Wahhabism (Arabic: الوهابية, al-Wahhābiya(h)) is an Islamic doctrine and religious salafi movement founded by Muhammad ibn Abd al-Wahhab.[1] It has been variously described as "ultraconservative",[2] "austere",[3] "fundamentalist",[4] or "puritan(ical)";[5][6] as an Islamic "reform movement" to restore "pure monotheistic worship" (tawhid) by devotees;[7] and as a "deviant sectarian movement",[7] "vile sect"[8] and a distortion of Islam by its opponents.[3][9]The term Wahhabi(ism) is often used polemically and adherents commonly reject its use, preferring to be called Salafi or muwahhid.[10][11][12] claiming to emphasize the principle of tawhid[13] (the "uniqueness" and "unity" of God),[14] for exclusivity on monotheism, dismissing other Muslims as practising shirk, (idolatry).[15] It follows the theology of Ibn Taymiyyah and the Hanbali school of jurisprudence, although Hanbali leaders renounced Abd al-Wahhab's views.[6]
Wahhabism is named after an eighteenth-century preacher and activist, Muhammad ibn Abd al-Wahhab (1703–1792).[16] He started a reform movement in the remote, sparsely populated region of Najd,[17] advocating a purging of such widespread Sunni practices as the veneration of saints and the visiting of their tombs and shrines, that were practiced all over the Islamic world, but which he considered idolatrous impurities and innovations in Islam (Bid'ah).[18][14] Eventually he formed a pact with a local leader, Muhammad bin Saud, offering political obedience and promising that protection and propagation of the Wahhabi movement meant "power and glory" and rule of "lands and men".[19]
The alliance between followers of ibn Abd al-Wahhab and Muhammad bin Saud's successors (the House of Saud) proved to be a durable one. The House of Saud continued to maintain its politico-religious alliance with the Wahhabi sect through the waxing and waning of its own political fortunes over the next 150 years, through to its eventual proclamation of the Kingdom of Saudi Arabia in 1932, and then afterwards, on into modern times. Today Ibn Abd Al-Wahhab's teachings are the official, state-sponsored form of Sunni Islam[3][20] in Saudi Arabia.[21] With the help of funding from Saudi petroleum exports[22] (and other factors[23]), the movement underwent "explosive growth" beginning in the 1970s and now has worldwide influence.[3] The US State Department has estimated that over the past four decades concerns in Riyadh (a global city) have directed at least $10bn (£6bn) to select charitable foundations toward the subversion of mainstream Sunni Islam by the harsh intolerance of Wahhabism.[24] (as of 2017 changes to Saudi religious policy by Crown Prince Muhammad bin Salman have led some to suggest that "Islamists throughout the world will have to follow suit or risk winding up on the wrong side of orthodoxy".[25])
++++++++
● **Exercise details**:
In the text on Wahhabism, list every term given in quotation marks immediately after the words "It has been variously described as". The records that follow were drawn from a separate, unrelated source.
++++++++
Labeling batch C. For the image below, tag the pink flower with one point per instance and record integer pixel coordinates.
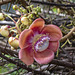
(39, 42)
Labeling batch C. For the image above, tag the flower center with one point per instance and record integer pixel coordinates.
(40, 42)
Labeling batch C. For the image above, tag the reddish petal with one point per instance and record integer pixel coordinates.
(54, 45)
(44, 57)
(53, 31)
(25, 38)
(26, 55)
(37, 25)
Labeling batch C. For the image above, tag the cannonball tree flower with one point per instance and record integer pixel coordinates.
(4, 31)
(14, 42)
(39, 42)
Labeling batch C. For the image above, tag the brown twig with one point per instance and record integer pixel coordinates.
(69, 35)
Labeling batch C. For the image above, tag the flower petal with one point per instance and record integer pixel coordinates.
(25, 38)
(44, 57)
(53, 31)
(26, 55)
(37, 25)
(54, 45)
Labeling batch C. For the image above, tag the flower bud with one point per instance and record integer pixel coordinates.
(15, 7)
(1, 16)
(4, 31)
(25, 20)
(24, 11)
(14, 42)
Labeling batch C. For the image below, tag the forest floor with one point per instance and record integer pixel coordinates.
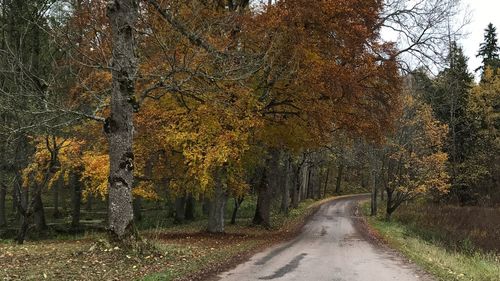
(429, 243)
(184, 252)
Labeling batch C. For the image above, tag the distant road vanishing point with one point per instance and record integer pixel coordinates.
(330, 248)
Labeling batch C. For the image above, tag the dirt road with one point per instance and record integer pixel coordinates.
(330, 248)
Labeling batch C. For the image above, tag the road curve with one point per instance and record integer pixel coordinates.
(329, 248)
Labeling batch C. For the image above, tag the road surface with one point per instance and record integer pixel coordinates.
(330, 248)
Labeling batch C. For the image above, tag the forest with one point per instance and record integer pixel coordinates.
(127, 122)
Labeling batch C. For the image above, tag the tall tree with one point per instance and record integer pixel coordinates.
(119, 126)
(489, 49)
(449, 101)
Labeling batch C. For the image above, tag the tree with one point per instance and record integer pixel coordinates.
(481, 166)
(119, 126)
(416, 162)
(448, 98)
(489, 49)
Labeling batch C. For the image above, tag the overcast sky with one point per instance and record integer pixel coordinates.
(482, 13)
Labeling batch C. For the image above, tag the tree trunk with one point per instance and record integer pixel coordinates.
(326, 181)
(338, 184)
(309, 184)
(205, 208)
(295, 186)
(119, 126)
(22, 209)
(373, 205)
(76, 200)
(237, 204)
(389, 208)
(57, 187)
(180, 209)
(263, 209)
(39, 213)
(217, 206)
(88, 204)
(137, 204)
(3, 194)
(288, 184)
(190, 204)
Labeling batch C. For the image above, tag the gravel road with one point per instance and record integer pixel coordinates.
(331, 247)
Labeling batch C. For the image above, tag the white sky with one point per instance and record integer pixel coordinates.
(482, 13)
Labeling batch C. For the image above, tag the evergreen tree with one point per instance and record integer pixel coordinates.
(489, 49)
(449, 102)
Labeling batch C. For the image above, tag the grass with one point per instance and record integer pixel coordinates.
(426, 249)
(183, 251)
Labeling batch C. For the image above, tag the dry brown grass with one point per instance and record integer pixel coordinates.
(476, 227)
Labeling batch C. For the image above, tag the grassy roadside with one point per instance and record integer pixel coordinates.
(209, 255)
(432, 254)
(185, 252)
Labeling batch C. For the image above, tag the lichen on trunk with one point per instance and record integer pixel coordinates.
(119, 126)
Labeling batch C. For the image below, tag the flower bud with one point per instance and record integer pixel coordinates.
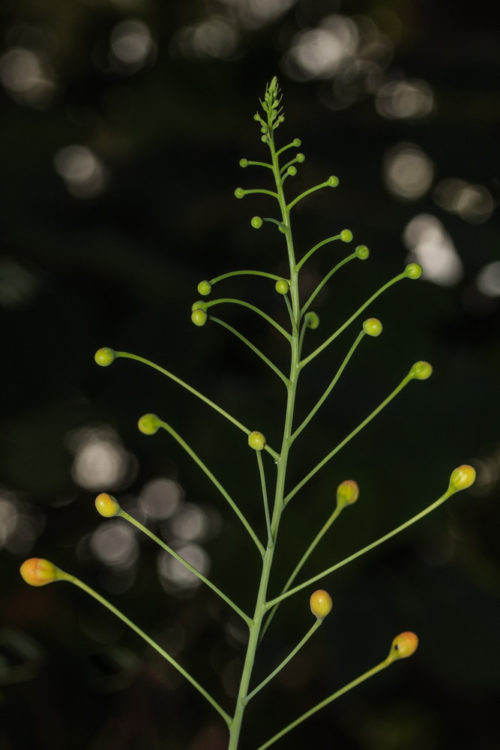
(320, 603)
(107, 505)
(148, 424)
(281, 286)
(404, 645)
(204, 288)
(421, 370)
(347, 493)
(311, 320)
(257, 441)
(413, 271)
(362, 252)
(372, 327)
(199, 317)
(104, 356)
(38, 572)
(462, 478)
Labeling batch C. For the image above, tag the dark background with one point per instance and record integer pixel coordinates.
(122, 124)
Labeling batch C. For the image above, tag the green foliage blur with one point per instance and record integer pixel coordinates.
(122, 125)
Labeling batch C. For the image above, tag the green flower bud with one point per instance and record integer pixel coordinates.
(104, 356)
(204, 287)
(462, 478)
(107, 505)
(281, 286)
(199, 317)
(372, 327)
(312, 320)
(257, 441)
(413, 271)
(421, 370)
(347, 493)
(362, 252)
(149, 424)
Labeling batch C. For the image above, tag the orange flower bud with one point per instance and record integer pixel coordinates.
(107, 505)
(38, 572)
(320, 603)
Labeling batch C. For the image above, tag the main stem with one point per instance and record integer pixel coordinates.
(282, 462)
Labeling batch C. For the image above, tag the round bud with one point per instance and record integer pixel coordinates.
(256, 440)
(372, 327)
(413, 271)
(38, 572)
(199, 317)
(104, 356)
(312, 320)
(281, 286)
(204, 287)
(403, 646)
(148, 424)
(362, 252)
(421, 370)
(462, 478)
(320, 603)
(347, 493)
(106, 505)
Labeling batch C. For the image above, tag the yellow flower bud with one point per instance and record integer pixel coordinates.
(38, 572)
(107, 505)
(320, 603)
(462, 478)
++++++++
● **Result of the task**:
"ultraconservative", "austere", "fundamentalist", "puritan(ical)"